**TASK GOAL**
Rewrite the part of the text on building a Jupyter Book that begins at "Building a Jupyter" and ends after "to that process.", replacing "static image" with "static picture".

**EXTRACT PROVIDED**
Building a Jupyter Book#
Most of the content of this site is based on Jupyter Notebooks which serve as a front-end for markdown text and scientific python (R and Stata code in a few books).
I am using JupyterBook which, in turn, leverages the Sphinx documentation system, to assemble notebooks and text documents into a single site/publication.
Some of the embedded python code has been hidden on webpages but can be revealed via a toggle. The output of the code will usually be displayed as a static image. Most of the underlying notebooks can be run to interactively to reproduce or change visualizations and simulations. You can do this using a cloud server by clicking on the Binder or Colab button at the rocket icon at the top of most pages. Alternatively, first clone the notebooks to a personal computer and run a jupyter server there. Here is one guide to that process.
I do not recommend trying to build a jupyter book site until you first get comfortable with jupyter notebooks and git and github. But for those who may be interested, read on.
Jupyter Book Concepts#
Jupyterbook was created to assemble markdown text files, jupyter notebooks and other shareable content into publication quality output in the form of websites, late or PDF documents, etc. Jupyterbook is part of The Executable Book Project. Many Executable Books and Courses are being written using Jupyterbook. See the Gallery of Jupyter Books. Several of the people behind the Quantecon project (which provides high-quality interactive Economics PhD Economics learning materials written mostly in scientific python and Julia), were important in the development of Jupyter Book.
The aim is to create content using easy human-readable markdown in combination with python (or other coding languages) to explore ideas and create scientific content with simulations and visualizations and to then convert this via a nice looking rendered website and/or to other intermediary or final formats such as Latex, PDF, etc. In short, we want an easy to update and nice looking website/book for sharing reproducible research but without having to learn (too much) HTML/CSS or technical details of site hosting.
Jupyterbook extends the basic markdown syntax typically used for jupyter notebooks by adding extra MyST Markdown ‘directives’ and ‘roles’ to allow us several ‘book writing’ tasks including adding bibliographic citations and bibliographies, numberering equations, adding cross-references, creating tabs and dropdowns, etc. This also gives more fine control over things such as image size and positioning on a page, figure captioning, features to hide code, create warning boxes, etc.
Setup and Build#
See installation instructions on the jupyter book page. We need a _config.yml
with basic configuration settings and a _toc.yml
file that establishes which files will be included in the navigation structure that you’ll to the left of the site.
Suppose you have cloned the Econ-Teachrepository that builds this site to a folder on your machine labeled Econ-Teach
and have already installed jupyterbook. If you then open up an Anaconda command terminal on your machine and navigate to that folder, you can then type
jb build .

**DATASET CONTENT**
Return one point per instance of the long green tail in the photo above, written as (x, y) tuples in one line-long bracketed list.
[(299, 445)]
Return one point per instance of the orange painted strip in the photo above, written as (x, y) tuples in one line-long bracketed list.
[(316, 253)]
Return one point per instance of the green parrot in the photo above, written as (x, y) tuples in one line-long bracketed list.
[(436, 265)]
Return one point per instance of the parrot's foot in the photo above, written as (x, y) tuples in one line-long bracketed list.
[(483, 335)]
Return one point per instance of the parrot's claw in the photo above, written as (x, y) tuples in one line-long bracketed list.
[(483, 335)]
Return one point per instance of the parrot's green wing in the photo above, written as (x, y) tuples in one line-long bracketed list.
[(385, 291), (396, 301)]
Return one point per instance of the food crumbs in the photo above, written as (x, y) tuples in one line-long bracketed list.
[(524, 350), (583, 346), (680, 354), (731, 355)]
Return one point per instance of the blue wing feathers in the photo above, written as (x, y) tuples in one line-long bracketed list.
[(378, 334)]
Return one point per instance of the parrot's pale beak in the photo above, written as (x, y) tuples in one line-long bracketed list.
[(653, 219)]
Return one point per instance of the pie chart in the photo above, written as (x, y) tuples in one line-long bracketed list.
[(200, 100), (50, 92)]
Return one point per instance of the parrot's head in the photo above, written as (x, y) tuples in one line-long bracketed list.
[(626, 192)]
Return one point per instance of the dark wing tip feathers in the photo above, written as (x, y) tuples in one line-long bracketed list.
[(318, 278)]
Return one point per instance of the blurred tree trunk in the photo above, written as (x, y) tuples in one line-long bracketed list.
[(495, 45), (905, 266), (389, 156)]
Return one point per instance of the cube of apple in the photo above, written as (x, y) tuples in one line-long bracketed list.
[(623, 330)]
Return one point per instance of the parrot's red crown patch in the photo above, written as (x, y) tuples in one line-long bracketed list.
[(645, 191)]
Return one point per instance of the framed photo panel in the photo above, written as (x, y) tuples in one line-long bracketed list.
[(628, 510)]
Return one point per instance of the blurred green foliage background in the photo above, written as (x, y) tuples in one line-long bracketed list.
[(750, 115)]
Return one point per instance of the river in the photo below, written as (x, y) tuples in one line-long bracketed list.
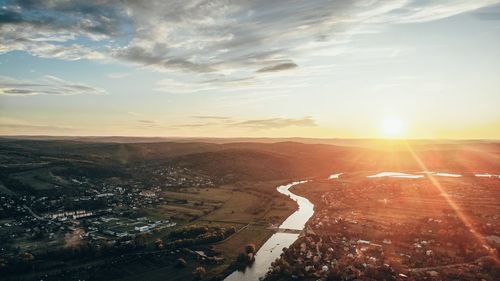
[(272, 248)]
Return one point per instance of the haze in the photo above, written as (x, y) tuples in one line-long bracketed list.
[(251, 68)]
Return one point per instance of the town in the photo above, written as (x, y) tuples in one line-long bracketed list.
[(396, 229)]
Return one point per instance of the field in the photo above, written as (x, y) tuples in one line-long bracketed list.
[(437, 228)]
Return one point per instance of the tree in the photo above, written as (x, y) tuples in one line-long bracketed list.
[(250, 249), (199, 272), (159, 244), (180, 263)]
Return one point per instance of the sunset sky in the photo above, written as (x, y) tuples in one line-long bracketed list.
[(334, 69)]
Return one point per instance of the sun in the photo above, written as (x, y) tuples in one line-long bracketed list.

**SOLUTION TO THIS EXERCISE**
Building a Jupyter Book#
Most of the content of this site is based on Jupyter Notebooks which serve as a front-end for markdown text and scientific python (R and Stata code in a few books).
I am using JupyterBook which, in turn, leverages the Sphinx documentation system, to assemble notebooks and text documents into a single site/publication.
Some of the embedded python code has been hidden on webpages but can be revealed via a toggle. The output of the code will usually be displayed as a static picture. Most of the underlying notebooks can be run to interactively to reproduce or change visualizations and simulations. You can do this using a cloud server by clicking on the Binder or Colab button at the rocket icon at the top of most pages. Alternatively, first clone the notebooks to a personal computer and run a jupyter server there. Here is one guide to that process.